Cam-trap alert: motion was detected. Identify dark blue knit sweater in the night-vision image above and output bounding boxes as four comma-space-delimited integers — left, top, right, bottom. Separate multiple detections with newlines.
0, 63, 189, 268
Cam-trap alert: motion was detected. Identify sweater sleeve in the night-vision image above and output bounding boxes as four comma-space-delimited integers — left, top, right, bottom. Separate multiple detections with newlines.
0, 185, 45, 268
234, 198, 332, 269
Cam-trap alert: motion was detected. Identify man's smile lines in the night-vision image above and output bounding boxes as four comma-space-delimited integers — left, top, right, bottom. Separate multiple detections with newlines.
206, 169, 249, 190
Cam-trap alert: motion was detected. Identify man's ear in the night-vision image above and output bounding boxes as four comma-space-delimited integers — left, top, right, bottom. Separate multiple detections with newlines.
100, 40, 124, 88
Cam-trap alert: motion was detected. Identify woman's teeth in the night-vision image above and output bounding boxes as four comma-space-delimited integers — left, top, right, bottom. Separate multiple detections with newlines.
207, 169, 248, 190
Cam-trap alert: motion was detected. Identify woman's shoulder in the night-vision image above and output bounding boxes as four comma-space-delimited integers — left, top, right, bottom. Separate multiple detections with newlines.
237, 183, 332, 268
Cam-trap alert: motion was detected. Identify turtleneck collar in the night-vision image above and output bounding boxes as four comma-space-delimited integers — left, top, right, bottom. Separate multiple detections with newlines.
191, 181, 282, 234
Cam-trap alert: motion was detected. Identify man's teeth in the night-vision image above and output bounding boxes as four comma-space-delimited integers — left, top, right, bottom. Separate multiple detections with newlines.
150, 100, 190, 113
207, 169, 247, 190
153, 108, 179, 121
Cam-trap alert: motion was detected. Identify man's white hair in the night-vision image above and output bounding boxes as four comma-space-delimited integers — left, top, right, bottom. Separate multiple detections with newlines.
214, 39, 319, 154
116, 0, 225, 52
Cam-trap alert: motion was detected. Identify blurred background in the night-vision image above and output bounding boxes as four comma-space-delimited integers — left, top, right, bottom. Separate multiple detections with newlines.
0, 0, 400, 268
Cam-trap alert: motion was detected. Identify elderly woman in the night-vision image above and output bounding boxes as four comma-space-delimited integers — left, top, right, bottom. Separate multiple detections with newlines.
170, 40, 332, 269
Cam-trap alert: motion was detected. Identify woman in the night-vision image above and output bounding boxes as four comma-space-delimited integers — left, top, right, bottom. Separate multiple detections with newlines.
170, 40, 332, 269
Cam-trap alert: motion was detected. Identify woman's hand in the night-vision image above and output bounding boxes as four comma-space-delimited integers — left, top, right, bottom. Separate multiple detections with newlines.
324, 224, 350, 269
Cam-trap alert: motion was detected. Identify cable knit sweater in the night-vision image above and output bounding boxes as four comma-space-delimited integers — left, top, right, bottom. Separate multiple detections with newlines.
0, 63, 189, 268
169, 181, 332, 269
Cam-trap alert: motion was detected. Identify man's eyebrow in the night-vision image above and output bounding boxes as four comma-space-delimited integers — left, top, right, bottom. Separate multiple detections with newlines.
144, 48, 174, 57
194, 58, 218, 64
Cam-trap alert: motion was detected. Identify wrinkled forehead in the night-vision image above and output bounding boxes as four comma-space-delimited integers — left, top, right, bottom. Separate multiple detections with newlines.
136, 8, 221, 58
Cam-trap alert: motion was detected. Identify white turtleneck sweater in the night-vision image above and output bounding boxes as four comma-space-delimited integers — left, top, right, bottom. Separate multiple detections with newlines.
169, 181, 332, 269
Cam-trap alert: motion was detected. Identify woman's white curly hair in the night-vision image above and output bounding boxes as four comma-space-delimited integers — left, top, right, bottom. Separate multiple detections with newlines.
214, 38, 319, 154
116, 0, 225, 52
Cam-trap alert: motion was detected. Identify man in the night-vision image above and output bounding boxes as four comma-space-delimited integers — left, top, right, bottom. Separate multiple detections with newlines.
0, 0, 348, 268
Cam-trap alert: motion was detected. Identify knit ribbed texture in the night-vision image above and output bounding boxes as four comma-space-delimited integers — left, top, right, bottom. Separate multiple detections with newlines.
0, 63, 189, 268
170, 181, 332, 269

----------------

**Ваше задание**
Перепечатайте весь материал выше целиком, не меняя в нем ни одного знака.

**Полный ответ**
Cam-trap alert: motion was detected. Identify dark blue knit sweater in the night-vision image above and output bounding boxes as four comma-space-delimited integers — left, top, right, bottom. Separate multiple detections with newlines.
0, 63, 189, 268
Cam-trap alert: motion was detected. Identify sweater sleeve in the night-vision image above and output bounding boxes as four comma-space-delimited integers — left, top, right, bottom. Separate multiple detections with newlines.
0, 185, 45, 268
234, 198, 332, 269
Cam-trap alert: motion was detected. Identify man's smile lines in the night-vision image above and output bounding boxes as four comma-space-delimited integers — left, top, right, bottom. Separate multiple detections with newlines.
206, 169, 249, 190
Cam-trap alert: motion was detected. Identify man's ear in the night-vision image above and output bounding boxes as four comma-space-delimited integers — left, top, right, bottom. Separate multiple detections with newlines.
100, 40, 124, 88
Cam-trap alert: motion was detected. Identify woman's teeth in the night-vision image above and output bounding boxes as four comma-space-delimited integers — left, top, right, bottom. Separate multiple detections with newlines.
207, 169, 248, 190
Cam-trap alert: motion was detected. Identify woman's shoulder in the night-vision image above and output bounding boxes as four comma-space-delimited integers — left, top, right, bottom. Separate multiple detections with newlines.
237, 183, 332, 268
Cam-trap alert: motion was detected. Identify turtleneck collar in the night-vision image above and output bounding boxes as four comma-space-delimited integers — left, top, right, bottom. Separate multiple detections with newlines.
191, 181, 282, 234
Cam-trap alert: motion was detected. Identify man's teeth in the night-vision image above and output bounding boxes as four comma-space-delimited integers — left, top, right, bottom. Separate multiple detections with newlines.
150, 100, 190, 113
207, 169, 247, 190
153, 108, 179, 121
Cam-trap alert: motion was detected. Identify man's white hair in the night-vision image above and output bounding boxes as four comma-space-delimited integers — left, top, right, bottom. Separate multiple detections with newlines.
214, 39, 319, 154
116, 0, 225, 52
Cam-trap alert: motion was detected. Identify blurred background in the night-vision image above and output bounding boxes as four comma-space-delimited integers — left, top, right, bottom. Separate multiple detections with newlines.
0, 0, 400, 268
Cam-trap alert: motion was detected. Identify elderly woman in the night-vision image above and output bounding boxes as four comma-space-delimited integers — left, top, right, bottom. Separate multiple detections with newlines.
170, 40, 332, 269
Cam-trap alert: motion was detected. Identify woman in the night-vision image above and output bounding boxes as four comma-space-delimited integers — left, top, right, bottom. Separate multiple detections with newlines.
170, 40, 332, 269
Cam-trap alert: motion was detected. Identify woman's hand in the night-vision image above and output bounding boxes as four comma-space-delimited integers — left, top, right, bottom. Separate multiple detections with newlines.
324, 224, 350, 269
Cam-trap alert: motion was detected. Identify cable knit sweater in the night-vision image above and output bounding boxes as four comma-space-delimited integers — left, top, right, bottom. Separate multiple detections with newlines.
0, 63, 189, 268
169, 181, 332, 269
Cam-trap alert: motion was detected. Identify man's eyebrow in the night-vision image above and output bounding boxes as four comma-space-delimited integers — left, top, right, bottom. Separate multiple detections with newlines.
144, 48, 174, 57
194, 58, 218, 64
Cam-trap alert: motion was detected. Identify wrinkled forehead in the night-vision image above and output bounding boxes as four comma-space-delimited integers — left, top, right, bottom. Separate multiple detections with newlines.
136, 8, 221, 58
Cam-trap alert: motion was detected. Identify white turtleneck sweater in the night-vision image above and output bounding boxes as four comma-space-delimited integers — left, top, right, bottom. Separate multiple detections with newlines.
169, 181, 332, 269
Cam-trap alert: motion was detected. Identify woman's white curly hair in the night-vision image above and output bounding boxes as four comma-space-delimited integers — left, top, right, bottom. Separate multiple detections with newlines.
214, 38, 319, 154
116, 0, 225, 52
Cam-trap alert: motion was detected. Identify man in the night-vision image above and output bounding boxes as four comma-space-delimited integers — left, top, right, bottom. Separate multiple detections with newlines.
0, 0, 348, 268
Cam-trap alert: motion was detected. Identify knit ribbed texture in the night-vision image above and output bounding boxes as four comma-space-delimited integers — left, top, right, bottom. Separate multiple detections with newlines.
0, 63, 189, 268
170, 181, 332, 269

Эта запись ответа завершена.